Work required =
Set out as a numbered list every line of the material from the one containing "indicate the stepping" through the end of the material, leaving out blank lines.

Working data =
┌──
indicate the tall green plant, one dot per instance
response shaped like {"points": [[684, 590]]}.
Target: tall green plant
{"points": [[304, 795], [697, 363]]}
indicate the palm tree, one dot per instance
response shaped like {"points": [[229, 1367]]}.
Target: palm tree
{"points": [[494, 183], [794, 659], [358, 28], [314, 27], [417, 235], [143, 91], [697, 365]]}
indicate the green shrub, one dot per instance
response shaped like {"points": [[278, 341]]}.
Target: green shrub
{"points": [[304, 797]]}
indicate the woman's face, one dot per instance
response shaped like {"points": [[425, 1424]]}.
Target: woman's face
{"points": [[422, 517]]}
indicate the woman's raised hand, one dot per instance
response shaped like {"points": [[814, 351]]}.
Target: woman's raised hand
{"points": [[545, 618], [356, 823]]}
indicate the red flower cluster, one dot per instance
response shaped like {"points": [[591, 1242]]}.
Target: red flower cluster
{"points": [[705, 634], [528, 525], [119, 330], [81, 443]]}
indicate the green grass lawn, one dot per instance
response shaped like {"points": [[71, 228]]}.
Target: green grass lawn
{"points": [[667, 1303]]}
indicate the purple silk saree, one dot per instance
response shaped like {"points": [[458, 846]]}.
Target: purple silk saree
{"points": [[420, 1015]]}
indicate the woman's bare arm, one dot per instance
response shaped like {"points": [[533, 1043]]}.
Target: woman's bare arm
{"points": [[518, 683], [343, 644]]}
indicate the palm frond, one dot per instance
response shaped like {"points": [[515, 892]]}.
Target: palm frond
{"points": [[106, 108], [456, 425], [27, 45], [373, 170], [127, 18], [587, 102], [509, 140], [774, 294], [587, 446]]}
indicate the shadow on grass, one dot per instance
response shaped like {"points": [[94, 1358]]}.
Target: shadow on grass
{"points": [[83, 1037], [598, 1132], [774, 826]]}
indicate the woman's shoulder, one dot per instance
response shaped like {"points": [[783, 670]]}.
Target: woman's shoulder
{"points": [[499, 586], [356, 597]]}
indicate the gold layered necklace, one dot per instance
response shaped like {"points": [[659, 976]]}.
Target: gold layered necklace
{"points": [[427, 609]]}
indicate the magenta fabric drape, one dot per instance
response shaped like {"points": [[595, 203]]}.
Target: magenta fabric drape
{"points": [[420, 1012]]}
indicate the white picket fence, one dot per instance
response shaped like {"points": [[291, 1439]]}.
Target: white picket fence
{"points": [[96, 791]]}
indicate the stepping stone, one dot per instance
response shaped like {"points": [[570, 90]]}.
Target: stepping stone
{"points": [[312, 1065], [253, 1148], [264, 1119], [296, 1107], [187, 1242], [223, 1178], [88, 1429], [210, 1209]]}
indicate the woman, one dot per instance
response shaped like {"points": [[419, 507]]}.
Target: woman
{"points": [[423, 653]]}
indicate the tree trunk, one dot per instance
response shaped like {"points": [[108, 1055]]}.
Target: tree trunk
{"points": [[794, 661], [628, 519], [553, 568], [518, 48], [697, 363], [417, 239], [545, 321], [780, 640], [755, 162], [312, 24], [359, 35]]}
└──
Solution to this problem =
1. indicate the stepping stone, one dot per instance
2. response shaped like {"points": [[570, 90]]}.
3. Target: stepping stone
4. {"points": [[312, 1065], [253, 1148], [264, 1119], [296, 1107], [187, 1242], [223, 1178], [88, 1429], [210, 1209]]}
5. indicate the woman, one dot per instance
6. response shaped like {"points": [[419, 507]]}.
7. Target: woman
8. {"points": [[423, 653]]}
9. indicate the tree trunk, one dot per instance
10. response shaped like {"points": [[108, 1055]]}.
11. Target: tree trunk
12. {"points": [[794, 661], [628, 519], [553, 568], [518, 48], [697, 363], [417, 239], [545, 321], [780, 640], [755, 162], [312, 24], [359, 35]]}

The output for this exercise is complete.